* [YOUR INSTRUCTIONS]: Render the lines of every item below as a numbered list, omitting blank lines and excluding the pictures.

* [DATA SUPPLIED]:
_____

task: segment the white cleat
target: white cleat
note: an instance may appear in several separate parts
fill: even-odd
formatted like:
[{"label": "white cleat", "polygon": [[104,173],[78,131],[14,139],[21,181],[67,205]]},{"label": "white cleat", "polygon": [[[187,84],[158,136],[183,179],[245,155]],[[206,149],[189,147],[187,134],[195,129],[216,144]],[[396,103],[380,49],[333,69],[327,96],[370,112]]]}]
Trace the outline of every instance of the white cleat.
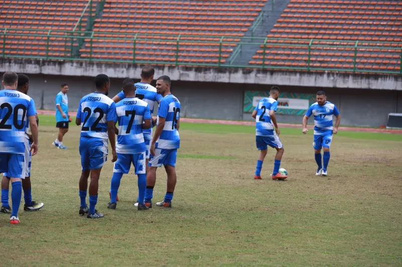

_____

* [OUTPUT FOR THIS TASK]:
1. task: segment the white cleat
2. target: white cleat
3. note: an instance may appear in several separate parts
4. fill: even-odd
5. formatted like:
6. [{"label": "white cleat", "polygon": [[104,173],[78,131],[14,139],[21,181],[67,205]]},{"label": "white cleat", "polygon": [[[187,84],[158,136],[183,179],[245,155]],[[206,149],[189,147],[187,134],[195,129],[216,144]],[[396,103],[380,49],[333,69],[327,96],[370,112]]]}]
7. Trace the outline of every instance of the white cleat.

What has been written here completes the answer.